#### EXCERPTED TEXT

We have John McCain – a cipher to me and no doubt to himself -- and Hillary Clinton – a largely well-intentioned workaholic who’s spent her entire adult life in fight-or-flight mode and possibly hasn’t drawn a peaceful breath in fifteen years. Neither of them exactly “looms”.
And then there’s Obama. Young; indisputably brilliant; angry (though he’s not allowed to show it); occasionally naïve (how could he not think Jeremiah Wright would become an issue?); largely untested in the conventional sense (which is to say he hasn’t yet been chewed up and shat out like John and Hillary); capable alternately of crystalline eloquence and flat-footed stuttering; cocky at times and, now, humbled. Not a demi-god. A human being.
It’s not simply for his policies that I support him; by most measures he and Hillary are not terribly far apart (and, in fact, I suspect her health plan may be better than his). It’s for what I expect (there’s that word again) his style of governance will be.

#### DESCRIPTION OF THE TASK
In the text about the presidential candidates, what does the writer suspect about Hillary Clinton's health plan? You won't need the material that comes after this text.

#### SUPPLIED ENTRIES
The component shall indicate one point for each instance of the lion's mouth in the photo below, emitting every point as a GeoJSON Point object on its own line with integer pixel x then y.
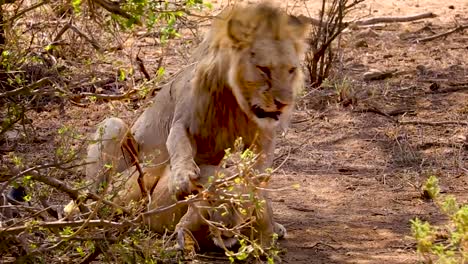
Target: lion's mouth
{"type": "Point", "coordinates": [260, 113]}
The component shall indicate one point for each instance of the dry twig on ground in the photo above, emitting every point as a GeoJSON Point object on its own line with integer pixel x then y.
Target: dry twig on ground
{"type": "Point", "coordinates": [442, 35]}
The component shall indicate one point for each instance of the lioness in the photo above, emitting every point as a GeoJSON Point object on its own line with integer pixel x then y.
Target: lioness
{"type": "Point", "coordinates": [243, 83]}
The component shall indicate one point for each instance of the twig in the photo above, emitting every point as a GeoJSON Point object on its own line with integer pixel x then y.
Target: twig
{"type": "Point", "coordinates": [115, 9]}
{"type": "Point", "coordinates": [20, 90]}
{"type": "Point", "coordinates": [441, 35]}
{"type": "Point", "coordinates": [72, 193]}
{"type": "Point", "coordinates": [169, 207]}
{"type": "Point", "coordinates": [142, 68]}
{"type": "Point", "coordinates": [377, 20]}
{"type": "Point", "coordinates": [27, 9]}
{"type": "Point", "coordinates": [374, 20]}
{"type": "Point", "coordinates": [62, 224]}
{"type": "Point", "coordinates": [428, 123]}
{"type": "Point", "coordinates": [95, 45]}
{"type": "Point", "coordinates": [104, 96]}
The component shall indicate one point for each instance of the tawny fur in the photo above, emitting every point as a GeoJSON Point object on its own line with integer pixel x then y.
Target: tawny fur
{"type": "Point", "coordinates": [243, 83]}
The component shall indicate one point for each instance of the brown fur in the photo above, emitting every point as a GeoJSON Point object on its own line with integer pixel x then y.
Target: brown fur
{"type": "Point", "coordinates": [243, 83]}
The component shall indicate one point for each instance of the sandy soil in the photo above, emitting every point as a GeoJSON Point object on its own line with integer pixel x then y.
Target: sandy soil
{"type": "Point", "coordinates": [359, 171]}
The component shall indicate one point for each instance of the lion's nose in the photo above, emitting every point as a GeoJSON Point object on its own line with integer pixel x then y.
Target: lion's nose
{"type": "Point", "coordinates": [279, 105]}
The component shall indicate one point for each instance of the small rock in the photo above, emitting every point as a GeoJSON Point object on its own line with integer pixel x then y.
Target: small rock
{"type": "Point", "coordinates": [361, 44]}
{"type": "Point", "coordinates": [434, 86]}
{"type": "Point", "coordinates": [367, 33]}
{"type": "Point", "coordinates": [374, 74]}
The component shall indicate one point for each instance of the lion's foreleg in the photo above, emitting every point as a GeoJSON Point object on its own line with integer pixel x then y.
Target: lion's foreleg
{"type": "Point", "coordinates": [106, 154]}
{"type": "Point", "coordinates": [184, 170]}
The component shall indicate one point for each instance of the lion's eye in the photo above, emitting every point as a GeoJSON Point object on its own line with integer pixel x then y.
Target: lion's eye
{"type": "Point", "coordinates": [265, 70]}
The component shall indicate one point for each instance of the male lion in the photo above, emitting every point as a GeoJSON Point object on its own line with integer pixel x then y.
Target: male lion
{"type": "Point", "coordinates": [218, 216]}
{"type": "Point", "coordinates": [243, 83]}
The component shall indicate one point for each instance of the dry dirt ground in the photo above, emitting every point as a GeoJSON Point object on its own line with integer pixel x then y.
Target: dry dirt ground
{"type": "Point", "coordinates": [359, 170]}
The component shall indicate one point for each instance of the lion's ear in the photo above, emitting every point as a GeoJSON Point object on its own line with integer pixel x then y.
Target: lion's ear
{"type": "Point", "coordinates": [299, 26]}
{"type": "Point", "coordinates": [238, 32]}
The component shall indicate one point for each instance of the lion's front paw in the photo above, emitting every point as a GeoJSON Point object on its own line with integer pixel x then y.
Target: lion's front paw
{"type": "Point", "coordinates": [182, 180]}
{"type": "Point", "coordinates": [280, 230]}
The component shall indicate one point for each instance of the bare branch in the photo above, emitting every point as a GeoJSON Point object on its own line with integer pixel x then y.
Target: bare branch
{"type": "Point", "coordinates": [436, 123]}
{"type": "Point", "coordinates": [25, 88]}
{"type": "Point", "coordinates": [114, 8]}
{"type": "Point", "coordinates": [62, 224]}
{"type": "Point", "coordinates": [398, 19]}
{"type": "Point", "coordinates": [374, 20]}
{"type": "Point", "coordinates": [24, 11]}
{"type": "Point", "coordinates": [441, 35]}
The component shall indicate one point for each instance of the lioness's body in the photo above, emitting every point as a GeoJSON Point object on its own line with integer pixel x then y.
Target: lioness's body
{"type": "Point", "coordinates": [243, 83]}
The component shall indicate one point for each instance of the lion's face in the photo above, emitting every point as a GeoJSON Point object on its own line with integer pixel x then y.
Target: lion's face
{"type": "Point", "coordinates": [266, 80]}
{"type": "Point", "coordinates": [266, 74]}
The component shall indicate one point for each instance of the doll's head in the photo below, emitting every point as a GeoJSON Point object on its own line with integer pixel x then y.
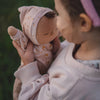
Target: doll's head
{"type": "Point", "coordinates": [78, 20]}
{"type": "Point", "coordinates": [38, 23]}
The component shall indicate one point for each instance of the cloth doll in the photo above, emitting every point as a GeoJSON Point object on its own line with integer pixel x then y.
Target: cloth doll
{"type": "Point", "coordinates": [39, 26]}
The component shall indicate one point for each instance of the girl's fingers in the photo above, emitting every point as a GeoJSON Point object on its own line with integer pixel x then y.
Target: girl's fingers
{"type": "Point", "coordinates": [18, 48]}
{"type": "Point", "coordinates": [29, 47]}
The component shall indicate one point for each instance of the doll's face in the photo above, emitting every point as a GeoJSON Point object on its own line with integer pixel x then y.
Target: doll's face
{"type": "Point", "coordinates": [46, 30]}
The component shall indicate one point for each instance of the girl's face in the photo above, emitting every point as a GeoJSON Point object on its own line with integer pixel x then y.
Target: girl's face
{"type": "Point", "coordinates": [46, 30]}
{"type": "Point", "coordinates": [70, 31]}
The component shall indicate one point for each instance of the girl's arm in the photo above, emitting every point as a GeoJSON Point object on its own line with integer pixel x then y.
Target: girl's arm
{"type": "Point", "coordinates": [40, 87]}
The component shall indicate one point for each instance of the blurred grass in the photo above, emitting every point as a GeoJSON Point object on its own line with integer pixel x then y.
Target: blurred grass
{"type": "Point", "coordinates": [9, 59]}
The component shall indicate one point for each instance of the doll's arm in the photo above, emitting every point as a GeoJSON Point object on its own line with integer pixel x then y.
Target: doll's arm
{"type": "Point", "coordinates": [18, 36]}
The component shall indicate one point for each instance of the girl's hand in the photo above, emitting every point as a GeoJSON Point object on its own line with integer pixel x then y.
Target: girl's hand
{"type": "Point", "coordinates": [27, 56]}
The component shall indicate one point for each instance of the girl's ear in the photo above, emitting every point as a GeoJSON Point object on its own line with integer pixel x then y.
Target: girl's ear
{"type": "Point", "coordinates": [86, 23]}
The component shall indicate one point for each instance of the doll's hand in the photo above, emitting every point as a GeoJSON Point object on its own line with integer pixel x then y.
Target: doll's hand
{"type": "Point", "coordinates": [27, 56]}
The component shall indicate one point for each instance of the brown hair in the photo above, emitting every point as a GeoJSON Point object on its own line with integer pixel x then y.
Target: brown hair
{"type": "Point", "coordinates": [74, 7]}
{"type": "Point", "coordinates": [50, 14]}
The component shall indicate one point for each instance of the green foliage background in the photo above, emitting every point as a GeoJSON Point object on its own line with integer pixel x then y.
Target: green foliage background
{"type": "Point", "coordinates": [9, 59]}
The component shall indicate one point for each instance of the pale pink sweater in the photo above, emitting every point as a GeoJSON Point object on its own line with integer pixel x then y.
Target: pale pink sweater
{"type": "Point", "coordinates": [67, 79]}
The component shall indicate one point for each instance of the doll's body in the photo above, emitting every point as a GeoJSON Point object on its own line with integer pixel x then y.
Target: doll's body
{"type": "Point", "coordinates": [42, 32]}
{"type": "Point", "coordinates": [43, 53]}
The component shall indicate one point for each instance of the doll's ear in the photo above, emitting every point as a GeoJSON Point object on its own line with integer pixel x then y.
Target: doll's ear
{"type": "Point", "coordinates": [85, 23]}
{"type": "Point", "coordinates": [12, 30]}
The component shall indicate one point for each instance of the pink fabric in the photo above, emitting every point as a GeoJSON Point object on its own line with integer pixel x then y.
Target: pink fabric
{"type": "Point", "coordinates": [29, 18]}
{"type": "Point", "coordinates": [91, 11]}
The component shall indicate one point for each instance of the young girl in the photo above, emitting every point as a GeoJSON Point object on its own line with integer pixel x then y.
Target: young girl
{"type": "Point", "coordinates": [75, 74]}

#### RESULT OF THIS EXERCISE
That it may be better than Obama's.